▸ Challenge: Reproduce every one of the rows below verbatim, changing nothing in any line.

== Data entries

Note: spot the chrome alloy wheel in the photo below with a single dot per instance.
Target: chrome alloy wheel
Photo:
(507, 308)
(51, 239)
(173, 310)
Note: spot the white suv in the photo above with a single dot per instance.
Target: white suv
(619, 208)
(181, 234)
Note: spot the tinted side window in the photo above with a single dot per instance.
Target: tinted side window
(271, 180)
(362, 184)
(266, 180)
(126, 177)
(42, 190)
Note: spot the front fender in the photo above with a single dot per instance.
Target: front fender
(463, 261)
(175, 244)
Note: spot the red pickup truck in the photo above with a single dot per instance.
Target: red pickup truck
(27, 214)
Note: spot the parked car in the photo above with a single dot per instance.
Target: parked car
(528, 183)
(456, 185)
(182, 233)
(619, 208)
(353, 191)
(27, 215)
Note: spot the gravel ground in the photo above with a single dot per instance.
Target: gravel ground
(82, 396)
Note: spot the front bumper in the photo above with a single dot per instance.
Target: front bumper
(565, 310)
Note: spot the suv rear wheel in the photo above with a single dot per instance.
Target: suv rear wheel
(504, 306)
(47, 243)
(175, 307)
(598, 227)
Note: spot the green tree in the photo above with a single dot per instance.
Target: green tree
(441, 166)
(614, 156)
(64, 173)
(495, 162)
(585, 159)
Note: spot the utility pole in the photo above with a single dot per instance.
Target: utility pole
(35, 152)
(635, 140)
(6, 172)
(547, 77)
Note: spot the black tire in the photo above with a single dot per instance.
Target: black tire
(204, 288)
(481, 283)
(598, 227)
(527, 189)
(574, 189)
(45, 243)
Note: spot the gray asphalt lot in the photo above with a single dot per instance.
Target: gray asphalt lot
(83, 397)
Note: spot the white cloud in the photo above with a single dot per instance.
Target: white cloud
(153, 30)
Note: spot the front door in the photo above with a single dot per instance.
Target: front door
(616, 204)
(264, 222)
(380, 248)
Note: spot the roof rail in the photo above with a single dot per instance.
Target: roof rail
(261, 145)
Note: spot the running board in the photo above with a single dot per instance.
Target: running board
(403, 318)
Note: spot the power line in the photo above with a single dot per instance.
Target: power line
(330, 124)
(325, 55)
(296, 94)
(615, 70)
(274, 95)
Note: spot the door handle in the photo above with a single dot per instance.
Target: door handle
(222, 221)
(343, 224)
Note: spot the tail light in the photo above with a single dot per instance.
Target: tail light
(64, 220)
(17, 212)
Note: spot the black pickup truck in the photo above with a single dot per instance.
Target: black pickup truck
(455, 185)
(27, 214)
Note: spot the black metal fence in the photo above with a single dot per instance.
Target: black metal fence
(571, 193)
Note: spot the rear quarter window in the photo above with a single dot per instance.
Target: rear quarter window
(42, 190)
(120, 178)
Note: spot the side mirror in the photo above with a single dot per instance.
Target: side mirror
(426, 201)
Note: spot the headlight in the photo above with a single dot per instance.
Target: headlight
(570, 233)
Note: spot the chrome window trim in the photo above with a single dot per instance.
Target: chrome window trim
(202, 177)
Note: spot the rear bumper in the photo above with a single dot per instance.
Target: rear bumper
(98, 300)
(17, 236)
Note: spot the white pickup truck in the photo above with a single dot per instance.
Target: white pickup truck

====

▸ Result for this exercise:
Note: spot the chrome alloy wheel in the photo below with a single dot per instance.
Target: chrome alloy wheel
Photo:
(507, 308)
(51, 239)
(173, 310)
Note: spot the white suv in the photo above with a single dot per instance.
Target: white suv
(619, 208)
(181, 234)
Note: spot the tinted side window in the photo above with a single dot per instance.
Target: tinted side window
(271, 180)
(362, 184)
(266, 180)
(126, 177)
(42, 190)
Note: spot the front fender in the photo above with a single dot per instance.
Target: front fender
(463, 261)
(175, 244)
Note: spot the red pickup truck in the photo above with a single dot per instance.
Target: red pickup truck
(27, 214)
Note: spot the parked car in the photo above with a single dot per instance.
Target: parked car
(528, 183)
(456, 185)
(182, 233)
(619, 208)
(353, 191)
(27, 215)
Note: spot the gravel ground in the photo above with a single dot per instance.
Target: gravel ground
(82, 396)
Note: spot the front bumper in the photo above with a single dot per instance.
Target: front bumper
(565, 310)
Note: spot the suv rear wheel in the photo above with a single dot per instance.
Target: suv rear wheel
(504, 306)
(47, 243)
(175, 307)
(598, 227)
Note: spot the green tree in the photo above with a single dot per instance.
Target: green tree
(441, 166)
(614, 156)
(64, 173)
(495, 162)
(585, 159)
Note: spot the utility pole in the photo above with a single dot per instance.
Target: utility pole
(35, 152)
(635, 140)
(6, 172)
(547, 77)
Note: spot the black tire in the photo above with a single dot per instance.
Target: black tire
(204, 288)
(481, 283)
(598, 227)
(527, 189)
(574, 189)
(45, 243)
Note: spot the gray asphalt lot in the photo above with a single dot per instance.
Target: gray asphalt lot
(83, 397)
Note: spot the white cloud in the photo above with a single dot per instance.
Target: white cloud
(153, 30)
Note: spot the front door in the photo above with a single dot per instance.
Target: front door
(616, 204)
(264, 222)
(380, 248)
Note: spot the roof rail in the photo above with a single dot per instance.
Target: roof rail
(261, 145)
Note: spot the running board in the photo above with a single dot per instance.
Target: running board
(403, 318)
Note: spot the power line in the photo above with a single dot per instance.
Target: power line
(330, 124)
(325, 55)
(296, 94)
(615, 70)
(274, 95)
Note: spot the door handle in the photo above with a single dot per instance.
Target: door handle
(222, 221)
(343, 224)
Note: spot the tail light in the photo above with a single dot per instance.
Target: tail light
(64, 220)
(17, 212)
Note: spot the black pickup truck in the photo above with a single dot per instance.
Target: black pickup truck
(455, 185)
(27, 214)
Note: spot the black metal fence in the photo above with a single dot per instance.
Target: black metal fence
(571, 193)
Note: spot the rear quarter window in the photo above with a single dot per instance.
Target: rear quarter window
(42, 190)
(120, 178)
Note: spot the side mirror in the photo above with a single dot per instance.
Target: side mirror
(426, 201)
Note: spot the headlight in the photo above with a single dot per instance.
Target: headlight
(570, 233)
Note: spot the chrome window trim in the photo above with a single dot per instance.
Target: chrome window trim
(202, 177)
Note: spot the rear bumper in the photo above with a single dot per instance.
Target: rear bumper
(98, 300)
(17, 236)
Note: spot the white pickup truck in the photo above with a single dot per instance.
Target: white pickup truck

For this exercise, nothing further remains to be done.